• **Bacaan**
----------------

Waktu-waktu "Ajaib" Pentas Komunitas Lima Gunung
Pentas pukul 05.00 pagi di puncak bukit ketika sebagian orang masih terlelap, pertunjukan di bawah guyuran hujan deras saat penonton bubar, adalah sebagian keunikan yang dijumpai saat meliput Komunitas Lima Gunung.
Sebuah pertunjukan atau perhelatan seni, biasanya dirancang dan dipersiapkan dengan baik demi menarik animo dan perhatian penonton. Kalau bisa mendatangkan khalayak dalam jumlah besar.
Namun, tidak demikian dengan para seniman yang tergabung dalam Komunitas Lima Gunung (KLG). Mereka tidak memedulikan aspek itu saat hendak menggelar pertunjukan. Itulah yang akhirnya memunculkan banyak cerita unik, lucu, dan seru, saat meliput pentas-pentas mereka, termasuk ajang rutin tahunan Festival Lima Gunung (FLG).

----------------

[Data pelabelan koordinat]
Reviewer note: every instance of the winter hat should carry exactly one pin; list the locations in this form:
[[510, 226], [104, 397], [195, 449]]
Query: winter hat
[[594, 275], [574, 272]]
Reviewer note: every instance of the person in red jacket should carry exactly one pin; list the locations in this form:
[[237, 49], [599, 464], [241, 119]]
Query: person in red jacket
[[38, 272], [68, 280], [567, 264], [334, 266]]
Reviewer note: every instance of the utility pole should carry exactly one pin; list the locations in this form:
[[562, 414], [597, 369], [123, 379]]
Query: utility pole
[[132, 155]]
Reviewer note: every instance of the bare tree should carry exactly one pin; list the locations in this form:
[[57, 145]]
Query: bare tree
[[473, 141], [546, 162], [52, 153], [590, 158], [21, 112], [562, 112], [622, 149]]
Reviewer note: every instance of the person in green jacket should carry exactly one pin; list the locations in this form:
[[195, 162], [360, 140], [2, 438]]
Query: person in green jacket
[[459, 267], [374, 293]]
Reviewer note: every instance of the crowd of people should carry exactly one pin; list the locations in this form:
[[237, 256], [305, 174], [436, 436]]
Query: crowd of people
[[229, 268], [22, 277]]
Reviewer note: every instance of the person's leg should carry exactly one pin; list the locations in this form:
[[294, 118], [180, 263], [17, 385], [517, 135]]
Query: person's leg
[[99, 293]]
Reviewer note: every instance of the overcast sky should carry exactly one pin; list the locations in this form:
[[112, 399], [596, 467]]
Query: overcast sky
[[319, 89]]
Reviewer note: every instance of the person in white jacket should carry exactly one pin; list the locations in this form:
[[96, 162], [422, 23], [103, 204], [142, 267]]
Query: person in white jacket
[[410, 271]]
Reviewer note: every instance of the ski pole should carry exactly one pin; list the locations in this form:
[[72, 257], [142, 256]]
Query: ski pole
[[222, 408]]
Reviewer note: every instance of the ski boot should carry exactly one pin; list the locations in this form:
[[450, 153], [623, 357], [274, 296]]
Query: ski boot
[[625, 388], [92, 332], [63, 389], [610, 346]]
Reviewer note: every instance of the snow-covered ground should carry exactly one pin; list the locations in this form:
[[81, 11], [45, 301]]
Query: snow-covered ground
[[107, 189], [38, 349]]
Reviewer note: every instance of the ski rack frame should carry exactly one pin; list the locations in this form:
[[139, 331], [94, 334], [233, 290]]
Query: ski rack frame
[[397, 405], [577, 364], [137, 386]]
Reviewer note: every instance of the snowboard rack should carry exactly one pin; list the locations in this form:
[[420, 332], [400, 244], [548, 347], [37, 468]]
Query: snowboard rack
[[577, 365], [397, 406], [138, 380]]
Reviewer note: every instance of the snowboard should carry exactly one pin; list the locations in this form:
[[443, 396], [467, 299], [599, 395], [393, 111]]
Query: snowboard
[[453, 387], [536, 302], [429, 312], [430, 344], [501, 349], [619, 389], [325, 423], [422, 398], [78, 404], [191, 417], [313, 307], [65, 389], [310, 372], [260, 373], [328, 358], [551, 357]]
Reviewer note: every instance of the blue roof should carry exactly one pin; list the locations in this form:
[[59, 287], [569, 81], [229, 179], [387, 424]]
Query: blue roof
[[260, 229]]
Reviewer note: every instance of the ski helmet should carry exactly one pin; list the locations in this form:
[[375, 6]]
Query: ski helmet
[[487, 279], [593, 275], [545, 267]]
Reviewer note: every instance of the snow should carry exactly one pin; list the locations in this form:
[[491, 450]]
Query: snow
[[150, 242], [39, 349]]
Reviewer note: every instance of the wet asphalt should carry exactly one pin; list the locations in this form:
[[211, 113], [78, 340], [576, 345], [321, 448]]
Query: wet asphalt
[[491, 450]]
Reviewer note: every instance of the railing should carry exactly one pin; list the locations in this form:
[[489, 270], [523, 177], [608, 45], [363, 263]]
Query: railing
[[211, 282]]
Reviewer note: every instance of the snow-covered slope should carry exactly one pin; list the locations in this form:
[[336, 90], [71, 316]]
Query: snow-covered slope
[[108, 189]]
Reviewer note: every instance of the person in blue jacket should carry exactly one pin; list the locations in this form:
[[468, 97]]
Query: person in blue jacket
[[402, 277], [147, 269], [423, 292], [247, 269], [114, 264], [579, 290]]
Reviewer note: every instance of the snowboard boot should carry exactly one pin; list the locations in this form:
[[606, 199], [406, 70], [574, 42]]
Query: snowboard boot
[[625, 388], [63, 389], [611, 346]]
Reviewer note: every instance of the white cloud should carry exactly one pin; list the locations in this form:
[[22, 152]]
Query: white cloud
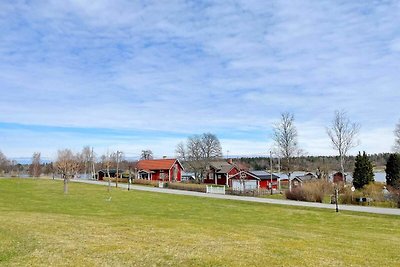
[[188, 68]]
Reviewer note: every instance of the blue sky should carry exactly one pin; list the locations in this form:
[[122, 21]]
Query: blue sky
[[135, 75]]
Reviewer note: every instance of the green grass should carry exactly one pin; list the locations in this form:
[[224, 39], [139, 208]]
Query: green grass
[[40, 226]]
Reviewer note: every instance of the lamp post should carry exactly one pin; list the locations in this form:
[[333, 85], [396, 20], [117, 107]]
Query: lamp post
[[130, 179], [270, 163], [336, 197]]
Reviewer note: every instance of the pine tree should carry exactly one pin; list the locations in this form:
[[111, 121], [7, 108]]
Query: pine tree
[[393, 170], [363, 171]]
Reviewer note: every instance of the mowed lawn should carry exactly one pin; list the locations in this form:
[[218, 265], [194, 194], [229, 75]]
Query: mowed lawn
[[40, 226]]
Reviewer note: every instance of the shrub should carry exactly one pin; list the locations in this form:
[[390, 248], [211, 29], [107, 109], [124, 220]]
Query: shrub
[[145, 182], [348, 197], [311, 191], [253, 193], [187, 186]]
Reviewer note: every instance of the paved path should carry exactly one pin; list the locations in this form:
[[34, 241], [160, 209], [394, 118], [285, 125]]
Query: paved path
[[377, 210]]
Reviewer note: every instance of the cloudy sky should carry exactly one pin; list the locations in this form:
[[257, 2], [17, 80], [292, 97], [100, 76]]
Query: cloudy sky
[[135, 75]]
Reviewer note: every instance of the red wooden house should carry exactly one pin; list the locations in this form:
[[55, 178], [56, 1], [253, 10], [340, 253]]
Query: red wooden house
[[160, 170], [220, 171], [249, 180]]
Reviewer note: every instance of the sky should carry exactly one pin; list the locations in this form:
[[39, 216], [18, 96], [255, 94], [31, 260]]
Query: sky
[[134, 75]]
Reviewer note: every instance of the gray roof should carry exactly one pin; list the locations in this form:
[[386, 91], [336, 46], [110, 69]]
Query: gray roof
[[306, 177], [263, 175], [221, 166]]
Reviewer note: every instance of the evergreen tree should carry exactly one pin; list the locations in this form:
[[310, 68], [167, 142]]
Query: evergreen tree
[[363, 171], [393, 170]]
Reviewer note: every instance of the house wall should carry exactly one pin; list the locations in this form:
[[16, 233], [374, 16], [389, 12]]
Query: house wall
[[265, 184]]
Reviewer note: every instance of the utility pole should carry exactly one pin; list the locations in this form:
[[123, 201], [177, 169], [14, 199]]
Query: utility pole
[[270, 163]]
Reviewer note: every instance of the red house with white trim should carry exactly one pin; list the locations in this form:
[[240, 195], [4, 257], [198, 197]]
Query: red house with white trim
[[160, 170], [220, 171], [248, 180]]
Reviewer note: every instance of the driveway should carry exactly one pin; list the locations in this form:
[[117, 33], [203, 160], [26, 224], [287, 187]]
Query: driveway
[[387, 211]]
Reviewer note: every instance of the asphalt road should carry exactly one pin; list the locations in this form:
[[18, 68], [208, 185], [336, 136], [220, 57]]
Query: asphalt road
[[377, 210]]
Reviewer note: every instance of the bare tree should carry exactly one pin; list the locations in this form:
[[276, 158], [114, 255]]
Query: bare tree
[[67, 165], [343, 133], [146, 154], [35, 168], [199, 151], [397, 138], [285, 137]]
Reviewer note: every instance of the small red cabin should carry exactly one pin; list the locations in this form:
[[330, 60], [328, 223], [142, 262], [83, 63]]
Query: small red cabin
[[160, 170], [220, 171]]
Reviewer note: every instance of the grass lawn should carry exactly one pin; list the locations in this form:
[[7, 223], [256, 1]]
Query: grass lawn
[[40, 226]]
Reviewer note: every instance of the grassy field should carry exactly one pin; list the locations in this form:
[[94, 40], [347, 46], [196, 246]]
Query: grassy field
[[40, 226]]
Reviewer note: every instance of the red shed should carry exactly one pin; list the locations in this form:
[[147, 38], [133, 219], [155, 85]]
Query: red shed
[[254, 179], [220, 171], [160, 170]]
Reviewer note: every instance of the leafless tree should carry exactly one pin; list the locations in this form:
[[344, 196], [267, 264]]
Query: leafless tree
[[146, 154], [285, 137], [199, 151], [35, 168], [343, 133], [397, 138], [67, 165]]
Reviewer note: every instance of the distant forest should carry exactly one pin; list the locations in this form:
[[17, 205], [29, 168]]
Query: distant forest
[[313, 163]]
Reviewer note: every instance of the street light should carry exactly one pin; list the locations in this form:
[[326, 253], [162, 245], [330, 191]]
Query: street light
[[270, 163]]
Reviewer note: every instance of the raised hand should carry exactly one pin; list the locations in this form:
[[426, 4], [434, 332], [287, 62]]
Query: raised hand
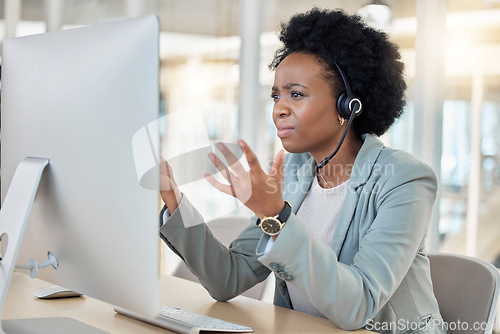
[[259, 191], [169, 192]]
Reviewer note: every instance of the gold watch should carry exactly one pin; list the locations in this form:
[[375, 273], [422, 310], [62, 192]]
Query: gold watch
[[273, 225]]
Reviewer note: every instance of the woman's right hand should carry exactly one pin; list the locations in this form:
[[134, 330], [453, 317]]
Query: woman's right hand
[[169, 192]]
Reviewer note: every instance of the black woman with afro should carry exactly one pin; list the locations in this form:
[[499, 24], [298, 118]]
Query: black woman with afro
[[340, 219]]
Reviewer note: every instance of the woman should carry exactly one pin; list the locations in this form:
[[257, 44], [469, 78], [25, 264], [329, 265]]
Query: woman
[[344, 235]]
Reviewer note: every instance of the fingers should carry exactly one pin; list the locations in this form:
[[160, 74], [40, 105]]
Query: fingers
[[227, 189], [221, 168], [277, 168], [252, 160], [231, 159]]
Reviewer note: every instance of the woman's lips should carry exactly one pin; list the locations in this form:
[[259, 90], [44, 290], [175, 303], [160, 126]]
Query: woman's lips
[[284, 131]]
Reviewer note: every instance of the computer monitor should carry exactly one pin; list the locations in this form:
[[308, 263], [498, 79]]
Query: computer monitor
[[77, 97]]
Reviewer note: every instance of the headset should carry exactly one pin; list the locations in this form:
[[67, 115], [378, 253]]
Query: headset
[[349, 106]]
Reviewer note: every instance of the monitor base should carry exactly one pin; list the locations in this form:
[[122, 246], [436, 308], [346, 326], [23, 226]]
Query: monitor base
[[48, 326]]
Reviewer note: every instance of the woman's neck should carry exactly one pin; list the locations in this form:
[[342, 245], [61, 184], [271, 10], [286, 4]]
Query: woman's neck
[[339, 168]]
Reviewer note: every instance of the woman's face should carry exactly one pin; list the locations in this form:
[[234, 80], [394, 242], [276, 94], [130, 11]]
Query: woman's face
[[305, 112]]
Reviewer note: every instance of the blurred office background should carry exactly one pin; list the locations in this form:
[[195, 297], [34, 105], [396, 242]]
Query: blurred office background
[[215, 56]]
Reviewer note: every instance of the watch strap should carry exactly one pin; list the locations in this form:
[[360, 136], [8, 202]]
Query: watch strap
[[283, 215]]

----------------

• **Permintaan yang Diberikan 1**
Apakah setiap pernyataan berikut sesuai dengan bacaan tentang Komunitas Lima Gunung? Jawab ya atau tidak, lalu kutip persis kata-kata bacaan yang menentukannya. (a) Ada pentas yang digelar pukul 05.00 pagi di puncak bukit. (b) Para seniman Komunitas Lima Gunung mengutamakan upaya menarik penonton dalam jumlah besar saat menggelar pertunjukan. (c) Festival Lima Gunung adalah ajang rutin tahunan.
• **Permintaan yang Diberikan 2**
Salin tanpa perubahan bagian bacaan tentang Komunitas Lima Gunung, mulai dari "Namun, tidak demikian" dan terus sampai "Lima Gunung (FLG).".

• **Jawaban Akhir 1**
(a) Ya: "Pentas pukul 05.00 pagi di puncak bukit ketika sebagian orang masih terlelap"
(b) Tidak: "Mereka tidak memedulikan aspek itu saat hendak menggelar pertunjukan."
(c) Ya: "termasuk ajang rutin tahunan Festival Lima Gunung (FLG)"

• **Jawaban Akhir 2**
Namun, tidak demikian dengan para seniman yang tergabung dalam Komunitas Lima Gunung (KLG). Mereka tidak memedulikan aspek itu saat hendak menggelar pertunjukan. Itulah yang akhirnya memunculkan banyak cerita unik, lucu, dan seru, saat meliput pentas-pentas mereka, termasuk ajang rutin tahunan Festival Lima Gunung (FLG).